• Problem to work on
Please copy the material under this line exactly, keeping every line.

• Materials provided

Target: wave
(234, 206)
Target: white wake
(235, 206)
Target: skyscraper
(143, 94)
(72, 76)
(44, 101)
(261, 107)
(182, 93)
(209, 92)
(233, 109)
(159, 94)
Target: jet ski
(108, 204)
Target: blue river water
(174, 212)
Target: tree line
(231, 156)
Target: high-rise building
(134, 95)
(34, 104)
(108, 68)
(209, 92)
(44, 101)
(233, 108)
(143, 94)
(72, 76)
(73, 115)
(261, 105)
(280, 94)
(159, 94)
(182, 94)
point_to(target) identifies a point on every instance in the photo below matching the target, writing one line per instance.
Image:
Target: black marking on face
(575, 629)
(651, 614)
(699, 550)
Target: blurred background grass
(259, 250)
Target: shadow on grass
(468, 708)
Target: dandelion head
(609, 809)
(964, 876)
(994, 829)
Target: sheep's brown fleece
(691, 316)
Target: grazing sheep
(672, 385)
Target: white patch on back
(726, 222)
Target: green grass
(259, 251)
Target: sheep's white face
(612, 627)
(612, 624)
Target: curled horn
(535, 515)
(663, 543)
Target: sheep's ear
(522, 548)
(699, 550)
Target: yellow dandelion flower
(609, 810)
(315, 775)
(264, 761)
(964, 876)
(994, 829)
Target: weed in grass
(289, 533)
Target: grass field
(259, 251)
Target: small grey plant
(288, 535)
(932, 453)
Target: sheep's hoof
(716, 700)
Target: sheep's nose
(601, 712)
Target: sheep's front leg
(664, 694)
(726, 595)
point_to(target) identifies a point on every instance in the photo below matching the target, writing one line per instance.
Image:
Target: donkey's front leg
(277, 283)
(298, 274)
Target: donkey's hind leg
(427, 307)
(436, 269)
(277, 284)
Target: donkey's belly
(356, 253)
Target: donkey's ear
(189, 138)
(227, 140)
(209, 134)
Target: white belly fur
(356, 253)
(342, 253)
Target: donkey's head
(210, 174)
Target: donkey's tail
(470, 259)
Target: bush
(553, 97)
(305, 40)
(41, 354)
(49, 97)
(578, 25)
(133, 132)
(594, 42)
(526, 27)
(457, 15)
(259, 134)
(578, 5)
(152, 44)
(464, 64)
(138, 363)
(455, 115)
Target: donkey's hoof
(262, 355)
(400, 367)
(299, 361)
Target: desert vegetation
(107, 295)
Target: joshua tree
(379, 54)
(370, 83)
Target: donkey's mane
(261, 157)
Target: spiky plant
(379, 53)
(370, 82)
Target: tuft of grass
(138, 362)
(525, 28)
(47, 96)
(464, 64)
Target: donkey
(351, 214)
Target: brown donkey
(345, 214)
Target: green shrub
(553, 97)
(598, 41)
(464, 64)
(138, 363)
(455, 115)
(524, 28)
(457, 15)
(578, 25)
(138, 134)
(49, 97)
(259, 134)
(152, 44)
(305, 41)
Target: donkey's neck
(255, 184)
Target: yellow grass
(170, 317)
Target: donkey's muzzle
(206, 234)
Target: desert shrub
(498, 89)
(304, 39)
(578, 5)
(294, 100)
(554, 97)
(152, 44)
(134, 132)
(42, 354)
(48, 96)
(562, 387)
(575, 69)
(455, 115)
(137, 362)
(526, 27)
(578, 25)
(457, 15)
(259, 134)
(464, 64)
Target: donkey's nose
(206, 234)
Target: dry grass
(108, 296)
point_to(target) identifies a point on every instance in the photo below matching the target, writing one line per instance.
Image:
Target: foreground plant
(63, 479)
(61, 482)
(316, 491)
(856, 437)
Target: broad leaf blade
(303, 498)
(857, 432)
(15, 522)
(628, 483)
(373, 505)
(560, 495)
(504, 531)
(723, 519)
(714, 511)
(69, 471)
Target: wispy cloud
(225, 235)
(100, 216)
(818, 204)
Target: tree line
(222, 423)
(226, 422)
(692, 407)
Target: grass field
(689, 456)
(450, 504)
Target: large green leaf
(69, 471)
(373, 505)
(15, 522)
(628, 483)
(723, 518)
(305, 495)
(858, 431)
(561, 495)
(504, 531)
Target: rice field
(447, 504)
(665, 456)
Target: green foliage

• The completed task
Target: wave
(234, 206)
Target: white wake
(235, 206)
Target: skyscraper
(143, 94)
(72, 76)
(44, 101)
(261, 107)
(182, 93)
(209, 92)
(233, 109)
(159, 94)
Target: jet ski
(108, 204)
Target: blue river water
(174, 212)
Target: tree line
(231, 156)
Target: high-rise building
(134, 95)
(34, 104)
(108, 68)
(209, 92)
(44, 101)
(233, 108)
(143, 94)
(72, 76)
(73, 115)
(261, 105)
(280, 94)
(159, 94)
(182, 94)
point_to(target) identifies a point on every instance in the photo below matching the target, writing one line per instance.
Image:
Target: black marking on face
(575, 629)
(651, 614)
(699, 550)
Target: blurred background grass
(259, 250)
Target: shadow on grass
(468, 708)
Target: dandelion head
(609, 809)
(964, 876)
(994, 829)
Target: sheep's brown fleece
(691, 316)
Target: grazing sheep
(672, 385)
Target: white patch on back
(726, 222)
Target: green grass
(259, 251)
Target: sheep's white face
(612, 627)
(612, 624)
Target: curled horn
(535, 515)
(663, 543)
Target: sheep's ear
(522, 548)
(699, 550)
Target: yellow dandelion flower
(609, 810)
(315, 775)
(264, 761)
(964, 876)
(994, 829)
Target: weed in grass
(289, 533)
Target: grass field
(259, 251)
Target: small grey plant
(288, 535)
(932, 453)
Target: sheep's hoof
(716, 700)
Target: sheep's nose
(601, 712)
Target: sheep's front leg
(664, 694)
(726, 595)
point_to(target) identifies a point on every instance in the photo below matching the target, writing one line per instance.
Image:
Target: donkey's front leg
(277, 283)
(298, 274)
Target: donkey's hind leg
(427, 307)
(436, 269)
(277, 284)
Target: donkey's belly
(356, 253)
Target: donkey's ear
(189, 138)
(227, 140)
(209, 134)
Target: white belly fur
(356, 253)
(342, 253)
Target: donkey's head
(210, 174)
Target: donkey's tail
(470, 259)
Target: bush
(553, 97)
(305, 40)
(41, 354)
(49, 97)
(578, 25)
(133, 132)
(594, 42)
(526, 27)
(457, 15)
(259, 134)
(578, 5)
(152, 44)
(464, 64)
(138, 363)
(455, 115)
Target: donkey's hoof
(262, 355)
(400, 367)
(299, 361)
Target: desert vegetation
(107, 295)
Target: joshua tree
(379, 54)
(370, 83)
Target: donkey's mane
(261, 157)
Target: spiky plant
(379, 53)
(370, 82)
Target: tuft of grass
(138, 362)
(525, 28)
(47, 96)
(464, 64)
Target: donkey
(351, 214)
Target: brown donkey
(345, 214)
Target: green shrub
(553, 97)
(598, 41)
(464, 64)
(138, 363)
(455, 115)
(524, 28)
(457, 15)
(578, 25)
(138, 134)
(49, 97)
(259, 134)
(152, 44)
(305, 41)
Target: donkey's neck
(255, 184)
Target: yellow grass
(170, 317)
Target: donkey's muzzle
(206, 234)
Target: desert shrub
(498, 89)
(304, 39)
(578, 5)
(294, 100)
(554, 97)
(152, 44)
(134, 132)
(42, 354)
(48, 96)
(562, 387)
(575, 69)
(455, 115)
(137, 362)
(526, 27)
(578, 25)
(457, 15)
(259, 134)
(464, 64)
Target: donkey's nose
(206, 234)
Target: dry grass
(108, 296)
point_to(target) identifies a point on every instance in the photo below matching the target, writing one line per instance.
Image:
Target: foreground plant
(63, 479)
(61, 482)
(316, 491)
(856, 437)
Target: broad leaf blade
(303, 498)
(857, 432)
(15, 522)
(628, 483)
(373, 505)
(560, 495)
(504, 531)
(723, 519)
(714, 511)
(69, 471)
Target: wispy cloud
(225, 235)
(100, 216)
(818, 204)
Target: tree line
(222, 423)
(226, 422)
(692, 407)
Target: grass field
(689, 456)
(450, 504)
Target: large green leaf
(69, 471)
(373, 505)
(15, 522)
(628, 483)
(723, 518)
(305, 495)
(858, 431)
(561, 495)
(504, 531)
Target: rice field
(447, 504)
(665, 456)
Target: green foliage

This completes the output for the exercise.